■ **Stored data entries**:
▽
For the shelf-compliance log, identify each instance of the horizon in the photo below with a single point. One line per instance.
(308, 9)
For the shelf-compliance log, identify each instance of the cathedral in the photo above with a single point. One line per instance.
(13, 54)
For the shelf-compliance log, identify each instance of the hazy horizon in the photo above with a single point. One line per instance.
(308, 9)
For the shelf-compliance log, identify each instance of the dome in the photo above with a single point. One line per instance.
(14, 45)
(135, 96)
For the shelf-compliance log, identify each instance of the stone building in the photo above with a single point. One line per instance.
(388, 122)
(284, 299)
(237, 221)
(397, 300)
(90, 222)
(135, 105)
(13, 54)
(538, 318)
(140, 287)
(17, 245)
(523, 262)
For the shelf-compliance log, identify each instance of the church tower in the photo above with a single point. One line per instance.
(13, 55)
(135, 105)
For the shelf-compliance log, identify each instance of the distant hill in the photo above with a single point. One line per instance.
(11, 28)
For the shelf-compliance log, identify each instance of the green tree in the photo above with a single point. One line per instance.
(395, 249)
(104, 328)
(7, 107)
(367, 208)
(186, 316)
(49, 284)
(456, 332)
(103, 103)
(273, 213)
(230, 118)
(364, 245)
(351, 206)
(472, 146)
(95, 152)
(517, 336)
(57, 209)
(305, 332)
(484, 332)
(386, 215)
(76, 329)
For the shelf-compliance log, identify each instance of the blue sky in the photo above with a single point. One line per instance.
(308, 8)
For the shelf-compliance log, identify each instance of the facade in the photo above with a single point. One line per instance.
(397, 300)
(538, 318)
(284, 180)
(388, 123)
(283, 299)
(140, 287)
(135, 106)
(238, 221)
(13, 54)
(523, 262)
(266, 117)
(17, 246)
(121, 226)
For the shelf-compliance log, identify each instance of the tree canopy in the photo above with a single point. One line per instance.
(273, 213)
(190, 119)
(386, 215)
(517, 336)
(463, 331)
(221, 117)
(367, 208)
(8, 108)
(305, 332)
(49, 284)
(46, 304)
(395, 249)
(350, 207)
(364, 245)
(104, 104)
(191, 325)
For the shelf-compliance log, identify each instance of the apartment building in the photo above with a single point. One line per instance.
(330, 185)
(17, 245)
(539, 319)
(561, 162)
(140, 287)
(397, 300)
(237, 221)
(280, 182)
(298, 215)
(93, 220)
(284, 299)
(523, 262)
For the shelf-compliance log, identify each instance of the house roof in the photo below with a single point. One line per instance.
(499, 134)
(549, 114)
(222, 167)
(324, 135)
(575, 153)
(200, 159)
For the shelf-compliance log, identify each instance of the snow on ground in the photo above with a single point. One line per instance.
△
■ **WHAT TO WORK ON**: Render every line of the entries above as a JSON list of strings, one string per line. Skip any blank lines.

■ **RESPONSE**:
[
  "For the shelf-compliance log, identify each instance of the horizon in the photo below with a single point. One line per instance.",
  "(308, 9)",
  "For the shelf-compliance log, identify each instance of the cathedral in the photo above with a single point. One line per instance.",
  "(13, 54)",
  "For the shelf-compliance log, identify each instance of the hazy horizon in the photo above with a single point. One line per instance.",
  "(308, 9)",
  "For the shelf-compliance log, identify each instance of the dome in the photo above with a single point. One line per instance.",
  "(14, 45)",
  "(135, 96)",
  "For the shelf-compliance log, identify each instance of the stone building in the photo above with a single point. One line per instance.",
  "(388, 122)",
  "(284, 299)",
  "(237, 221)",
  "(397, 300)",
  "(90, 222)",
  "(135, 105)",
  "(13, 54)",
  "(538, 318)",
  "(140, 287)",
  "(17, 245)",
  "(523, 262)",
  "For the shelf-compliance log, identify each instance of the church tower in the photo above with a single point. One line per instance.",
  "(13, 55)",
  "(135, 105)",
  "For the shelf-compliance log, identify each instance of the distant hill in the photo above with a single point. One line per instance.",
  "(11, 28)",
  "For the shelf-compliance log, identify each instance of the green tree in the photo above with a single point. One line per instance.",
  "(395, 249)",
  "(104, 328)",
  "(7, 107)",
  "(367, 208)",
  "(186, 316)",
  "(49, 284)",
  "(456, 332)",
  "(103, 103)",
  "(273, 213)",
  "(230, 118)",
  "(364, 245)",
  "(351, 206)",
  "(472, 146)",
  "(95, 152)",
  "(517, 336)",
  "(57, 209)",
  "(305, 332)",
  "(484, 332)",
  "(386, 215)",
  "(76, 329)",
  "For the shelf-compliance log, identify each instance of the blue sky in the photo above with a single point. One line per instance.",
  "(308, 8)",
  "For the shelf-compliance log, identify each instance of the facade in the photo above with a single point. One line per instance.",
  "(397, 300)",
  "(538, 318)",
  "(284, 180)",
  "(388, 123)",
  "(283, 299)",
  "(140, 287)",
  "(135, 106)",
  "(238, 221)",
  "(13, 54)",
  "(523, 262)",
  "(266, 117)",
  "(17, 246)",
  "(121, 226)",
  "For the shelf-compliance log, identify each instance of the tree canopy in the photo above with a single point. One line per instance.",
  "(273, 213)",
  "(190, 119)",
  "(386, 215)",
  "(517, 336)",
  "(463, 331)",
  "(221, 117)",
  "(367, 208)",
  "(8, 108)",
  "(305, 332)",
  "(49, 284)",
  "(46, 304)",
  "(395, 249)",
  "(350, 207)",
  "(364, 245)",
  "(104, 104)",
  "(191, 325)",
  "For the shelf-compliance log, identify each instance of the apartment building in the photo above with a single point. One line per instance.",
  "(330, 185)",
  "(17, 245)",
  "(539, 319)",
  "(561, 162)",
  "(140, 287)",
  "(397, 300)",
  "(237, 221)",
  "(280, 182)",
  "(298, 215)",
  "(93, 220)",
  "(284, 299)",
  "(523, 262)",
  "For the shelf-compliance log, identify each instance of the house roof in the photo below with a single point. One line per instance.",
  "(499, 134)",
  "(549, 114)",
  "(222, 167)",
  "(324, 135)",
  "(575, 153)",
  "(200, 159)",
  "For the shelf-compliance log, identify each instance of the snow on ground in the photo above with a single point. One line per instance."
]